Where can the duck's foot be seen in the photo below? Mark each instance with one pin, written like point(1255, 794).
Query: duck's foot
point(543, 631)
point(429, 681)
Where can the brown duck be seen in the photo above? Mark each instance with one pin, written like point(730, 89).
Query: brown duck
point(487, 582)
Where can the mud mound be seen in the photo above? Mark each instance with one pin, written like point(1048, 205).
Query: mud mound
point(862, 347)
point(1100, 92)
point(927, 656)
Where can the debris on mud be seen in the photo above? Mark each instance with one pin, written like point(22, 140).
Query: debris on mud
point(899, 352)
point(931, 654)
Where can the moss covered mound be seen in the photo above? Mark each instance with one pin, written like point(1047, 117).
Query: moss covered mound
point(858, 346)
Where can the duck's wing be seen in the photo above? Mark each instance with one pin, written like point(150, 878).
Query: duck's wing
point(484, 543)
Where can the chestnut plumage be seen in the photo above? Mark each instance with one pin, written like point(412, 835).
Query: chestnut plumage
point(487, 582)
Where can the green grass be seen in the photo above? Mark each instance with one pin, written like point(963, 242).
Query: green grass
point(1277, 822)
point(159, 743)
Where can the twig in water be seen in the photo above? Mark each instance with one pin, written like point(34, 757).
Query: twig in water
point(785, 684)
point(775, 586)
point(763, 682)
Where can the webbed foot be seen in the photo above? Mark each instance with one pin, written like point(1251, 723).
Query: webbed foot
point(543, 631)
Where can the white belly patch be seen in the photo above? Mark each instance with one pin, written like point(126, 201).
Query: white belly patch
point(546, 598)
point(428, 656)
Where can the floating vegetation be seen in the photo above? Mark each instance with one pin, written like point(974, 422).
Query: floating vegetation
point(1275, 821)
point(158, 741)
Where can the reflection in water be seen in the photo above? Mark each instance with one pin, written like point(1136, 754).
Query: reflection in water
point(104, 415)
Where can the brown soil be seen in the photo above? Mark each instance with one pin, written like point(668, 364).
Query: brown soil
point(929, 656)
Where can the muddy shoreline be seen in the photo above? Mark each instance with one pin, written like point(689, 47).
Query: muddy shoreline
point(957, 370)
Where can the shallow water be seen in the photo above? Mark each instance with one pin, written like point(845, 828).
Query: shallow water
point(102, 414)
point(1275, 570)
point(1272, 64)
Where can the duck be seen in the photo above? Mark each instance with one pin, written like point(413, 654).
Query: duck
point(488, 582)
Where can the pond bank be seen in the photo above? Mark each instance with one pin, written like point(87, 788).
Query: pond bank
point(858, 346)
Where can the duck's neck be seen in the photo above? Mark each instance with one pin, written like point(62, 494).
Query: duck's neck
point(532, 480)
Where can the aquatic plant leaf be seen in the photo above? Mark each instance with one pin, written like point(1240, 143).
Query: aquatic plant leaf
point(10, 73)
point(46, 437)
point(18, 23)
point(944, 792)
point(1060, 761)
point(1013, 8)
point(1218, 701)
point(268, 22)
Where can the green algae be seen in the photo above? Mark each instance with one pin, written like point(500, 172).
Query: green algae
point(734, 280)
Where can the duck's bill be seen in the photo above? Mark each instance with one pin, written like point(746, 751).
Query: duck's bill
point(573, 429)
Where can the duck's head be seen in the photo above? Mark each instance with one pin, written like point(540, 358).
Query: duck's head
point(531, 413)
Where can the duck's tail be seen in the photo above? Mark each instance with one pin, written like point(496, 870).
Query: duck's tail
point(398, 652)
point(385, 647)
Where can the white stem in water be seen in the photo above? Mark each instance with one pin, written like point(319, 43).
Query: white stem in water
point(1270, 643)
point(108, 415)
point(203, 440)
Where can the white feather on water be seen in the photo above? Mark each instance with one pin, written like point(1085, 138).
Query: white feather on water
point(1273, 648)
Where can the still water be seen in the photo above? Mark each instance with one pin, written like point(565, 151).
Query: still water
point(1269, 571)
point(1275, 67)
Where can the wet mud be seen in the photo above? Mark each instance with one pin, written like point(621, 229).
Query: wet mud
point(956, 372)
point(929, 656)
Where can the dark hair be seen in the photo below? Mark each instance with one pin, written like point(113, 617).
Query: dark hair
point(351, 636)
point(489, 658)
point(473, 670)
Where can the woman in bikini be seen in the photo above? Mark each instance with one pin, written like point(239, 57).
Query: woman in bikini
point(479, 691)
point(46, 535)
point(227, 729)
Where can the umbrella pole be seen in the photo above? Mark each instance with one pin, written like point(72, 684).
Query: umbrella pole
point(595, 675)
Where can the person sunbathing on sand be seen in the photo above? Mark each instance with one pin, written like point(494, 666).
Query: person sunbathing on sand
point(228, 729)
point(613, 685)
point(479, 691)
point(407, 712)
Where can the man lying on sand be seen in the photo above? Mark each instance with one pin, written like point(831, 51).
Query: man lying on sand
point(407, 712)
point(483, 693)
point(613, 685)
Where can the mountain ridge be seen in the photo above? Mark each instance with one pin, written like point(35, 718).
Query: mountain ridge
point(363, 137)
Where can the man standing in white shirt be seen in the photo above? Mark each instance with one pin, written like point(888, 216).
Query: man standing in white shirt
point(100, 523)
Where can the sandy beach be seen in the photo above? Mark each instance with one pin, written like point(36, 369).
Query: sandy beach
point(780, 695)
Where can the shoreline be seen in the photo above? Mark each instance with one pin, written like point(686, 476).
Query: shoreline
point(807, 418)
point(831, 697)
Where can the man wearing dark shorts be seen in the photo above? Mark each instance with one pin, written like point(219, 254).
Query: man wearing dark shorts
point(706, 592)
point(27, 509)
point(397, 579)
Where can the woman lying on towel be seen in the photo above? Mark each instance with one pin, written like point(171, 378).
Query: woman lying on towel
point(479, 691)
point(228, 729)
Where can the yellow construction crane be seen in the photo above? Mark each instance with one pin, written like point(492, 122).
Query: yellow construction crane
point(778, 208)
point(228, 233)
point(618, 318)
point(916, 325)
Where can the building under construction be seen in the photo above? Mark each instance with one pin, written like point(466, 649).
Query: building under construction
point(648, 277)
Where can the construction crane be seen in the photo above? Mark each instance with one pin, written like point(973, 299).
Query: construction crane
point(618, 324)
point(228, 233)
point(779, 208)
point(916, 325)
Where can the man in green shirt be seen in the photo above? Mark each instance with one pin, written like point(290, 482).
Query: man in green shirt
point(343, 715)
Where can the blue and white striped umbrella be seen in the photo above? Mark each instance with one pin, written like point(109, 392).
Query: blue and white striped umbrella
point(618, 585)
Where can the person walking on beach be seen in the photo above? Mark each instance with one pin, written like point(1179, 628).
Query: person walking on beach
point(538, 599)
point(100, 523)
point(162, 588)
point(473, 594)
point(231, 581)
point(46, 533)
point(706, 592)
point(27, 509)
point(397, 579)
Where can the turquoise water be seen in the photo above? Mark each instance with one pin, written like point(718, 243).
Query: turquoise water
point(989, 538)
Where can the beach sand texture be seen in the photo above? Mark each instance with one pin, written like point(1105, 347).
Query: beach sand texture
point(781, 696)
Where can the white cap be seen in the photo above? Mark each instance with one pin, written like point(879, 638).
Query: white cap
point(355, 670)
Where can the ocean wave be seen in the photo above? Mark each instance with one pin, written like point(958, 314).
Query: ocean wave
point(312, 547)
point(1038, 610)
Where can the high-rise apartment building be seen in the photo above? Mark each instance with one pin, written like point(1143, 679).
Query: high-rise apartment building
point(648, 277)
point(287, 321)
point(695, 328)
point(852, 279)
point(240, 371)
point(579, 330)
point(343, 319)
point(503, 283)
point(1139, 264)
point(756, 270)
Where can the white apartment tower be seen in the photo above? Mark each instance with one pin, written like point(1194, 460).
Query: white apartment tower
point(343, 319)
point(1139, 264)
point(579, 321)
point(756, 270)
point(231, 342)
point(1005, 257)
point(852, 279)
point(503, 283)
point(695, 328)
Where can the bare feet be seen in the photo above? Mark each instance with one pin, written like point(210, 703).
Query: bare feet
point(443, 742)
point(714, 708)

- **Exercise prompt**: Quote the records verbatim, from the line that contains "Where can the dark" through the line that contains "point(473, 670)".

- **Written response**:
Where can the dark hair be seen in the photo below? Mark each instance with one pin, written like point(113, 617).
Query: dark hair
point(351, 636)
point(489, 658)
point(473, 670)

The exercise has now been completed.